● **SUPPLIED RECORDS**
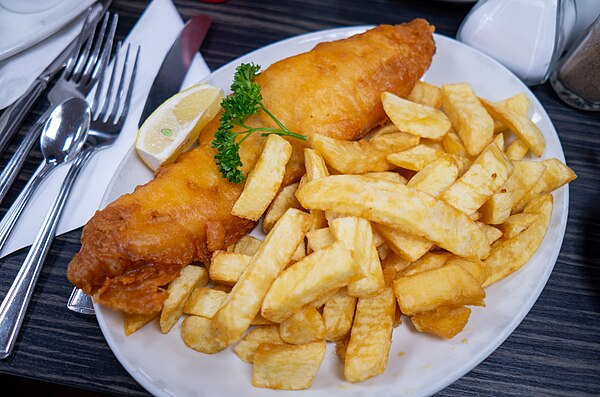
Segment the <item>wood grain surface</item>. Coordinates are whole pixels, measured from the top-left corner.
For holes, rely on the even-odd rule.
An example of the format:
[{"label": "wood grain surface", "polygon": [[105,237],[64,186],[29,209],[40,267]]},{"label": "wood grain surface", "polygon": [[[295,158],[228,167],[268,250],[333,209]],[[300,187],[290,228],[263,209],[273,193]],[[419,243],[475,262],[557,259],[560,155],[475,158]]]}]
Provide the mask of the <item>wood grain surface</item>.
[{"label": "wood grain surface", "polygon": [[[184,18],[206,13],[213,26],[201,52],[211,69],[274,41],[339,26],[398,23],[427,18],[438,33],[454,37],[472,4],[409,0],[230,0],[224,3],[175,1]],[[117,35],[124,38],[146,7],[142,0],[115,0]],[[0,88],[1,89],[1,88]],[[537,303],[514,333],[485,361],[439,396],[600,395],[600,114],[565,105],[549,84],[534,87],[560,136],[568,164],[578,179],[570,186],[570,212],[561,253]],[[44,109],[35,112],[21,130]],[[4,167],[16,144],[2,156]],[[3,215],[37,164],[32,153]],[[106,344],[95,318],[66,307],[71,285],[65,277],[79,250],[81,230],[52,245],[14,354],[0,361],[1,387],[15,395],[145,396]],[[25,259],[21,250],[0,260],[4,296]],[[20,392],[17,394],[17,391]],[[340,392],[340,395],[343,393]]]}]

...

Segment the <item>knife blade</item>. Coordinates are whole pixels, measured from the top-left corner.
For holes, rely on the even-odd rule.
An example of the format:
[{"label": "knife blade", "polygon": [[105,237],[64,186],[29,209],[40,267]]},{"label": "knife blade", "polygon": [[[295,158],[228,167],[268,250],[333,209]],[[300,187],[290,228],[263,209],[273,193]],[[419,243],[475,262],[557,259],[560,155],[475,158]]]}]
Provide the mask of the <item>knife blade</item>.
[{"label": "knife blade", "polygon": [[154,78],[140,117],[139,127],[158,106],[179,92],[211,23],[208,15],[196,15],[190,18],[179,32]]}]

* * *

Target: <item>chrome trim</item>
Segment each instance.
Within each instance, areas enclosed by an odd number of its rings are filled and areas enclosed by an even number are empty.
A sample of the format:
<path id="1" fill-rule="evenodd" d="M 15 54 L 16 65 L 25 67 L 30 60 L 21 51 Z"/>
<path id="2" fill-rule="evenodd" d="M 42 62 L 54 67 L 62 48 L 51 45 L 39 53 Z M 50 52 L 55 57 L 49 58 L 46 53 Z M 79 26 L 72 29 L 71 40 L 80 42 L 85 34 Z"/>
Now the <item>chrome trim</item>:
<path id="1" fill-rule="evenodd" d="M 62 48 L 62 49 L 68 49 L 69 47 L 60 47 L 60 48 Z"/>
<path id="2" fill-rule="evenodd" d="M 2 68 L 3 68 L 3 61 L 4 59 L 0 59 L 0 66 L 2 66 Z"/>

● **TASK PROMPT**
List every line of the entries above that contains the word "measured", and copy each such line in full. Case counts, so a line matches only if the word appears with exactly that capitalization.

● **WRITTEN ANSWER**
Segment the <item>wood grain surface</item>. Coordinates are whole pixels, measured from the top-left corner.
Segment the <item>knife blade</item>. Coordinates are whole pixels, measured from the top-left corner.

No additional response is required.